* EXTRACT PROVIDED

-.-.-

The news of her battle with cancer generated a flood of prayers, good wishes and concern from fans around the world, who kept track of her recovery through Web sites that posted, among other items, the Cincinnati Post columns written by her brother, Nick Clooney, former newscaster and host of American Movie Classics.

Through his words, readers have come to know the personal side of one of the nation's singing legends. But residents of Maysville and nearby Augusta, where she owned a house, didn't need her brother's introduction. The star never really stopped being a part of the community.

Her intimate way with a lyric won praise from the icons of her field, but it was her intimate way with people that kept Northern Kentuckians calling her neighbor long after she hit the road with Tony Pastor's band in 1946.

Rosemary Clooney was born in Maysville on May 23, 1928, the oldest child of Frances and Andy Clooney.

Her father was an alcoholic who was away from the family more than he was with them. Her mother was a traveling representative for Lerner's dress shop and often left the children with relatives.

Her younger sister Betty and even younger brother Nick were virtually raised by their grandparents.

In her latest autobiography, "Girl Singer," she talked about a sometimes-chaotic life that lacked stability but never lacked love.

Family gatherings usually included music and homegrown entertainment. She made her public singing debut at the Russell Theater in Maysville at age 3 wearing a white dotted Swiss dress singing "When Your Hair Has Turned to Silver (I Will Love You Just the Same)."

At age 5, her grandfather led the applause for her at his Rotary lunch. By the time she was in high school she was singing at school dances.

In 1945, at age 17, she and Betty, then 14, auditioned for WLW Radio in Cincinnati and won a job singing as the Clooney Sisters for $20 a week — each.

When the Tony Pastor band toured through Cincinnati that year, they hired the sister act to join the tour. With the package came their uncle, George, to chaperone the teens.

A year later, Clooney's first record came out. She stayed with the band until she was 21 when she headed to New York and a contract with Columbia Records.

Mitch Miller of Columbia convinced her to record a spicy novelty tune called "Come On-a My House." It became a gold record and turned Clooney from a singer to a star.

She was in demand as a singer and movie companies started calling. Her first film, "The Stars are Singing" came out in 1953. She had so much clout, she made sure the film premiered in Maysville. She waved to neighbors and relatives from a shiny convertible in the premiere parade.

-.-.-

* ENTRIES SHOWN
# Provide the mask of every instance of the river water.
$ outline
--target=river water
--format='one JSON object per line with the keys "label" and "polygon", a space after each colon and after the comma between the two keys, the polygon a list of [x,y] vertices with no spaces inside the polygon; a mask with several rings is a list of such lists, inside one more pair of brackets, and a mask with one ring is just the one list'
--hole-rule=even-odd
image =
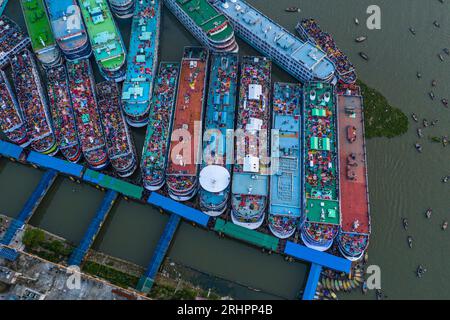
{"label": "river water", "polygon": [[[441,183],[450,175],[450,148],[428,140],[430,136],[450,135],[450,111],[442,106],[442,97],[450,98],[450,57],[444,62],[438,54],[450,47],[450,3],[437,0],[251,0],[258,9],[294,30],[300,18],[316,18],[324,30],[332,33],[339,46],[356,65],[361,80],[378,89],[395,106],[421,119],[439,119],[437,126],[424,129],[418,154],[413,144],[418,141],[419,124],[411,121],[410,130],[394,139],[377,138],[367,142],[369,188],[372,212],[370,264],[381,268],[381,285],[391,299],[450,298],[450,233],[441,231],[450,219],[450,184]],[[381,30],[368,30],[366,9],[376,4],[381,8]],[[285,13],[284,8],[298,6],[302,12]],[[18,1],[10,1],[6,14],[23,25]],[[357,17],[361,24],[353,22]],[[433,21],[440,28],[433,26]],[[164,9],[160,60],[179,61],[185,45],[196,44],[192,36]],[[413,26],[417,35],[408,28]],[[128,42],[129,25],[120,23]],[[368,40],[354,42],[359,35]],[[242,54],[256,54],[240,42]],[[363,61],[358,52],[370,57]],[[416,78],[416,72],[422,78]],[[437,80],[435,101],[428,97],[432,79]],[[97,80],[101,80],[97,75]],[[274,80],[292,81],[274,68]],[[144,130],[134,130],[138,150]],[[38,170],[0,161],[1,213],[14,217],[39,181]],[[17,178],[17,177],[20,177]],[[95,213],[102,193],[90,186],[58,179],[48,198],[32,218],[33,225],[78,242]],[[430,220],[425,210],[433,208]],[[401,219],[409,219],[408,233]],[[149,261],[167,216],[148,206],[121,200],[108,217],[94,248],[145,266]],[[406,237],[414,237],[409,249]],[[228,292],[236,298],[289,298],[298,296],[308,266],[287,263],[279,256],[268,256],[233,240],[219,239],[214,233],[182,224],[177,231],[169,257],[202,274],[217,278],[198,282]],[[424,264],[428,273],[417,279],[415,269]],[[219,280],[220,279],[220,280]],[[223,281],[228,280],[229,282]],[[257,289],[251,290],[248,288]],[[357,293],[344,298],[374,298],[374,293]]]}

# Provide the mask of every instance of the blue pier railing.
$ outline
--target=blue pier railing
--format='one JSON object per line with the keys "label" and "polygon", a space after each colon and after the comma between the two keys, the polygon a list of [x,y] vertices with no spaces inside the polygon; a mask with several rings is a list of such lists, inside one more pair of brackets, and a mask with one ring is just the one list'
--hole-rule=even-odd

-.-.-

* ASSIGNED TASK
Reproduce the Rosemary Clooney text starting with "Through his words, readers" and going on through "band in 1946.", changing each "intimate" to "warm".

* WRITTEN ANSWER
Through his words, readers have come to know the personal side of one of the nation's singing legends. But residents of Maysville and nearby Augusta, where she owned a house, didn't need her brother's introduction. The star never really stopped being a part of the community.

Her warm way with a lyric won praise from the icons of her field, but it was her warm way with people that kept Northern Kentuckians calling her neighbor long after she hit the road with Tony Pastor's band in 1946.